Input records =>
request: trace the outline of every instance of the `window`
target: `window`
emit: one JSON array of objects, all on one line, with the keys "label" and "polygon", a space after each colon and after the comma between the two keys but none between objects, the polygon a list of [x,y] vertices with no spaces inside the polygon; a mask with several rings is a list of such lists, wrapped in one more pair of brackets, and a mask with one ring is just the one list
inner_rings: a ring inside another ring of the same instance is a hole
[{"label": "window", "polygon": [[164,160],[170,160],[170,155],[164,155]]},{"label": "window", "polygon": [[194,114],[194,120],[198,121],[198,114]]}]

Required work => Print the data above verbatim, reproducing every line without any change.

Problem solution =>
request: trace the outline of every instance of the `window`
target: `window`
emit: one JSON array of objects, all on one line, with the keys "label" and "polygon", a space after each colon and after the comma between the two keys but none between objects, the polygon a list of [x,y] vertices with no spaces inside the polygon; a mask with several rings is a list of such lists, wrapped in one more pair of brackets, and a mask with one ring is just the one list
inner_rings: a ring inside another ring of the same instance is a hole
[{"label": "window", "polygon": [[164,160],[170,160],[170,155],[164,155]]},{"label": "window", "polygon": [[194,114],[194,120],[198,121],[198,114]]}]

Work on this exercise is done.